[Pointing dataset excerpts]
▬▬▬▬▬▬

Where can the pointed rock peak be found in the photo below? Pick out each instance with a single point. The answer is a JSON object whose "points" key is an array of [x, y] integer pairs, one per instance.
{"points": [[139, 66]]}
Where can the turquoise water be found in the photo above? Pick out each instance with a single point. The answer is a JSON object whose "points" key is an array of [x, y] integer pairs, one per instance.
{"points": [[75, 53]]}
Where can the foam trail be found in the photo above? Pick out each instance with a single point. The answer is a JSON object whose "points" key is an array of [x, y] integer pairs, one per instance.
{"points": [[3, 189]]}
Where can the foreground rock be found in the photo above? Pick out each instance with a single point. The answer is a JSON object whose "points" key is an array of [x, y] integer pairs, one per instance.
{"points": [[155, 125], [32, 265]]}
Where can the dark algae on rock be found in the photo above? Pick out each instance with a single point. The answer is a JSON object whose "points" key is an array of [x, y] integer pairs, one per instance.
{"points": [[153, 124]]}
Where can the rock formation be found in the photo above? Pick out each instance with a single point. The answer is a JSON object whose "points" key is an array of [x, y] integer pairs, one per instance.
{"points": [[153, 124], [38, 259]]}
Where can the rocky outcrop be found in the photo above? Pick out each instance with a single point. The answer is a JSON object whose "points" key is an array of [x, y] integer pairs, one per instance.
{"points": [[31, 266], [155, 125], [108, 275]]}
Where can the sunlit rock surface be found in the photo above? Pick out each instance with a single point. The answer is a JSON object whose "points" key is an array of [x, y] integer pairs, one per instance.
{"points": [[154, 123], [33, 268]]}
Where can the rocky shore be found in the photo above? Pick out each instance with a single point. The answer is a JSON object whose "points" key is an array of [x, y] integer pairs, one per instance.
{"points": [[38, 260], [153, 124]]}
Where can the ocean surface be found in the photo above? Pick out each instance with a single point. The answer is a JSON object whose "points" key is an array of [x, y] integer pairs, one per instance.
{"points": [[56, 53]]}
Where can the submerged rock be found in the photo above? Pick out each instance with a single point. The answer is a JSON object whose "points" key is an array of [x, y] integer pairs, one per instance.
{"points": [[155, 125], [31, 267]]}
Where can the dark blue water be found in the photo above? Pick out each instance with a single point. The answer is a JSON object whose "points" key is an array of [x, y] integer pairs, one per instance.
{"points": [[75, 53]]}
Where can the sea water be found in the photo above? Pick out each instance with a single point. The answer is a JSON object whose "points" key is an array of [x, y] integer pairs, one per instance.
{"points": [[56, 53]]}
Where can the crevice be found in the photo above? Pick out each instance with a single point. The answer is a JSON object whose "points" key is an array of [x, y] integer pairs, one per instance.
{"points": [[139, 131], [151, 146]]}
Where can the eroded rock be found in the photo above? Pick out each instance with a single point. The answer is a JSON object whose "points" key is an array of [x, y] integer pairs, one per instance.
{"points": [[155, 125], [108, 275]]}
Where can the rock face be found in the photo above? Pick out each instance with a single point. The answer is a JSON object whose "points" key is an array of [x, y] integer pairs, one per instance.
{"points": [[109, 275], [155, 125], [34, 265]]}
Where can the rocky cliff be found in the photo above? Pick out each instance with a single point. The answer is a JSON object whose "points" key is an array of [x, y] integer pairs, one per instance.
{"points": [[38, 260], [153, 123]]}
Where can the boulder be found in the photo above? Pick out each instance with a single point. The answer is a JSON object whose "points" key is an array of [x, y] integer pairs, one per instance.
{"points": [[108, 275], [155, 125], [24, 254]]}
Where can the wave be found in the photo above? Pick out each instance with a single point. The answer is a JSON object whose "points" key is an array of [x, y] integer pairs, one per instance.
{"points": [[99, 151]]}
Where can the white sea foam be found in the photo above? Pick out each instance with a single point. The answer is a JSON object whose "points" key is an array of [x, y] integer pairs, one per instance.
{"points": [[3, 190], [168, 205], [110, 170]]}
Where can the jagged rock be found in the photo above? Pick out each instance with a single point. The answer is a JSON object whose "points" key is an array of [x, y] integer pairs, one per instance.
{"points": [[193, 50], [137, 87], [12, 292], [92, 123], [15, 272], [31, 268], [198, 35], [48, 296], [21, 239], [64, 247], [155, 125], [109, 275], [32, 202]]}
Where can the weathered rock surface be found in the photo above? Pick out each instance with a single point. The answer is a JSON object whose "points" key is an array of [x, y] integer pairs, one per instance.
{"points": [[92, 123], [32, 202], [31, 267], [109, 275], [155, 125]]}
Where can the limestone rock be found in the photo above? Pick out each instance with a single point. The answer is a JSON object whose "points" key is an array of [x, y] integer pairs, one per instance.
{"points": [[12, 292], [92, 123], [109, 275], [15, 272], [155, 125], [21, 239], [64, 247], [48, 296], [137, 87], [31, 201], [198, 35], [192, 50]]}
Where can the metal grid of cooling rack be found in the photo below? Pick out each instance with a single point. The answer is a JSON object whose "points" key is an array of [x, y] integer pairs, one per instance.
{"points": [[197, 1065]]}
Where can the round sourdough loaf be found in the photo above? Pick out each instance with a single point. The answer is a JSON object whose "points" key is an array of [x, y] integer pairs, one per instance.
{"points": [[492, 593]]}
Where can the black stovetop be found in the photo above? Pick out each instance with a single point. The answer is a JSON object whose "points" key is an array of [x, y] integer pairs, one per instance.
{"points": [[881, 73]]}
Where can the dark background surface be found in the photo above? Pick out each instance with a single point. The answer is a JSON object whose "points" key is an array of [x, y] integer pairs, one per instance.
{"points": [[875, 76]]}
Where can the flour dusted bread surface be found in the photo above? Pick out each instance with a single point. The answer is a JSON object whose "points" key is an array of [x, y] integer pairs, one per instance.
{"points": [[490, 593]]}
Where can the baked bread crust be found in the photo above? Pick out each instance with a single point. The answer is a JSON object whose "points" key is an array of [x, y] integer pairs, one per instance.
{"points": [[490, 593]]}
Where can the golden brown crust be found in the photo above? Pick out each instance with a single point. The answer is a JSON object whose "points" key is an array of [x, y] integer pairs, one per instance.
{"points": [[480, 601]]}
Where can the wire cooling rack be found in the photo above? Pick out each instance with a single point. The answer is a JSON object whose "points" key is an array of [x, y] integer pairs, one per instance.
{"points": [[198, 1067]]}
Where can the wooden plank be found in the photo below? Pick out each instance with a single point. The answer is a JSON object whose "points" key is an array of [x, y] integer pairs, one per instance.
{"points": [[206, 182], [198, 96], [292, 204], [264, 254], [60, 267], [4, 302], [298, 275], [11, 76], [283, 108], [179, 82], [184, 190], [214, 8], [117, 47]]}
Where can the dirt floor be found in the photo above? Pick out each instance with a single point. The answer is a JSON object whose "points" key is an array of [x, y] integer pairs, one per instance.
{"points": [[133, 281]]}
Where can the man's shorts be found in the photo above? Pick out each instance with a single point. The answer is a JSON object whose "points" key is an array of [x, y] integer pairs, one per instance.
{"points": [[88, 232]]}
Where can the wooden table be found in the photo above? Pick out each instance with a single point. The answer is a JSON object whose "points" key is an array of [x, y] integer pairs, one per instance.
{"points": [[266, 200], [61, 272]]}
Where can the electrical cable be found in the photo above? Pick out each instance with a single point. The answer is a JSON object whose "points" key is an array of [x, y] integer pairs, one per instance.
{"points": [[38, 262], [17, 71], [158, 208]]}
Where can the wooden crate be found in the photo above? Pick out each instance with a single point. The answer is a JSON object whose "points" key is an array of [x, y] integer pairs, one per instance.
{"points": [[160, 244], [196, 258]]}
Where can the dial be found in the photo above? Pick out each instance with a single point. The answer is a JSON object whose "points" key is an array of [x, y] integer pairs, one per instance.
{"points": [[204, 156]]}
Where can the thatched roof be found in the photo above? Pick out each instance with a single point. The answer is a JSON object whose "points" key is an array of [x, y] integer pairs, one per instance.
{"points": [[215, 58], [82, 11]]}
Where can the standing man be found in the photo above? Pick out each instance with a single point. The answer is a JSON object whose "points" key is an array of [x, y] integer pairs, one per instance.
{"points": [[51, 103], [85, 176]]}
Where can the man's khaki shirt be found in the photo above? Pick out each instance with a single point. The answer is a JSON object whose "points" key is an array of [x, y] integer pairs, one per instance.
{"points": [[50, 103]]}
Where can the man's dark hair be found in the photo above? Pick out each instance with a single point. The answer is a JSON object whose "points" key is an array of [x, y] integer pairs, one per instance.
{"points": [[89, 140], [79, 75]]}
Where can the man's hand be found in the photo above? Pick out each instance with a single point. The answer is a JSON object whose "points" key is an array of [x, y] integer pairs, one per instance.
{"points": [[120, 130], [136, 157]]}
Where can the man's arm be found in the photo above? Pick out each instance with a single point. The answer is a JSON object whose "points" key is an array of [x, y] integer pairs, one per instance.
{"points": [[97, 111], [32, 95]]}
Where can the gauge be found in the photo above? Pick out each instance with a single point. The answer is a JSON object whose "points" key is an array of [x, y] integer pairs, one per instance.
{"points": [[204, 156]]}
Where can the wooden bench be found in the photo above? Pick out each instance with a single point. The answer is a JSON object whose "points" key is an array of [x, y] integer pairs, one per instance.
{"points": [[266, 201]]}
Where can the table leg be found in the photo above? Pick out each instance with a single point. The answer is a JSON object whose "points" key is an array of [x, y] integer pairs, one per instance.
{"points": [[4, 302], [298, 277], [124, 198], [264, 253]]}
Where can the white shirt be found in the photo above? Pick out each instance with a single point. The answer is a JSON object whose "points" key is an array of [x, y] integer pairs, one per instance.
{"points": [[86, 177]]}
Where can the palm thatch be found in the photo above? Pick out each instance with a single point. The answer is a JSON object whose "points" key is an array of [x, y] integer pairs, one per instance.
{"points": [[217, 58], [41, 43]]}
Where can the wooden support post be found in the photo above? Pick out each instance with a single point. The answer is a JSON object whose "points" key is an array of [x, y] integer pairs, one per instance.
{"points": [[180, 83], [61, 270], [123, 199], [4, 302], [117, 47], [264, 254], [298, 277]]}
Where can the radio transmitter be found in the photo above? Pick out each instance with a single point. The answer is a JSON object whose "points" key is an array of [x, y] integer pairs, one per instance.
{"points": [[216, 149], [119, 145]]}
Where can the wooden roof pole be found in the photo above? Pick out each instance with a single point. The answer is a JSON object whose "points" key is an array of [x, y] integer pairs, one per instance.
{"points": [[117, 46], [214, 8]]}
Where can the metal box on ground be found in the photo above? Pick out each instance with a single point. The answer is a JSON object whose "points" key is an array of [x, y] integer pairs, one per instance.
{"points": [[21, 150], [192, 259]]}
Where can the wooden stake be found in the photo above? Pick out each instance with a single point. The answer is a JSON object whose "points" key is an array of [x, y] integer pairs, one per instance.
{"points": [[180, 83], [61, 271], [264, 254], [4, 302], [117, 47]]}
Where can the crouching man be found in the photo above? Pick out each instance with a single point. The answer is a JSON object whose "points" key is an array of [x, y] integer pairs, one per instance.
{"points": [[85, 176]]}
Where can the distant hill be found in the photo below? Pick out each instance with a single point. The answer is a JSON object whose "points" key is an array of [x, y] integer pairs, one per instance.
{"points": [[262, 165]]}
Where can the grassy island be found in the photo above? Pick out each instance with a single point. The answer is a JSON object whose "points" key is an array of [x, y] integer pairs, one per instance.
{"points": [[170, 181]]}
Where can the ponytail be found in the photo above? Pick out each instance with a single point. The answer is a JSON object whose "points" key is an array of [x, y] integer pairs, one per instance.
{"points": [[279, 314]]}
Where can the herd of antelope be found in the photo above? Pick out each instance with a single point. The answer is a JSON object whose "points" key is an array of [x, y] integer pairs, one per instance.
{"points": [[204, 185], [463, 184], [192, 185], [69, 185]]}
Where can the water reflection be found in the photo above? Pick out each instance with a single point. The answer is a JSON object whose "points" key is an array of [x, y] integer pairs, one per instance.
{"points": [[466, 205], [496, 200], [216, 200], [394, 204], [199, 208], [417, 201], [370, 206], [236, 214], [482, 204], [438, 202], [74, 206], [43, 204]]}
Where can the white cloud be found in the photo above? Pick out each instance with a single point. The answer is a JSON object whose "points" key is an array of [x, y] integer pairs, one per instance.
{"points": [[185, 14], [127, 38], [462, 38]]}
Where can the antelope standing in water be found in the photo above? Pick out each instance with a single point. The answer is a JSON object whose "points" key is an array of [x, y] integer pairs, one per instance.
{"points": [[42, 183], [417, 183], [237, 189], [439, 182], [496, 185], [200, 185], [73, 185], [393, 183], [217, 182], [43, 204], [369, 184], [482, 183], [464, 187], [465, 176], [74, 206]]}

▬▬▬▬▬▬

#### GIVEN INSTRUCTION:
Quote, word for word, every line starting at the one that contains "Where can the ponytail" and ending with the final line of the entries.

#### RESPONSE:
Where can the ponytail be found in the photo above? Pick out each instance with a single point. The answer is a JSON object whose "points" key is an array of [x, y] integer pairs, one per instance.
{"points": [[279, 314]]}
Where can the herd of antelope be found in the photo above? Pick out each instance with a single point. The answer is a JSON object whose "points" key is an array of [x, y] integer pairs, one per instance.
{"points": [[204, 185], [463, 184], [192, 185], [69, 185]]}
Where can the water reflection be found in the photo above? Pick out each instance with a single point. The answer is a JSON object whose "points" key is an array of [x, y] integer pairs, one per instance.
{"points": [[466, 205], [496, 200], [216, 200], [394, 204], [199, 208], [417, 201], [370, 206], [236, 214], [482, 204], [438, 202], [74, 206], [43, 204]]}
Where can the white cloud be found in the photo above? Pick out each instance with a single point. The answer is a JSON object whose "points" key is an array of [x, y] integer pairs, one per instance.
{"points": [[185, 14], [127, 38], [462, 38]]}
Where can the antelope standing in water be found in the photo above? Pick out each instance with a single point. The answer is a JSON object whose "points" key is an array of [x, y] integer pairs, one per instance.
{"points": [[42, 183], [417, 183], [237, 189], [439, 182], [496, 185], [200, 185], [73, 185], [393, 183], [217, 182], [43, 204], [369, 184], [482, 183], [464, 187], [465, 176], [74, 206]]}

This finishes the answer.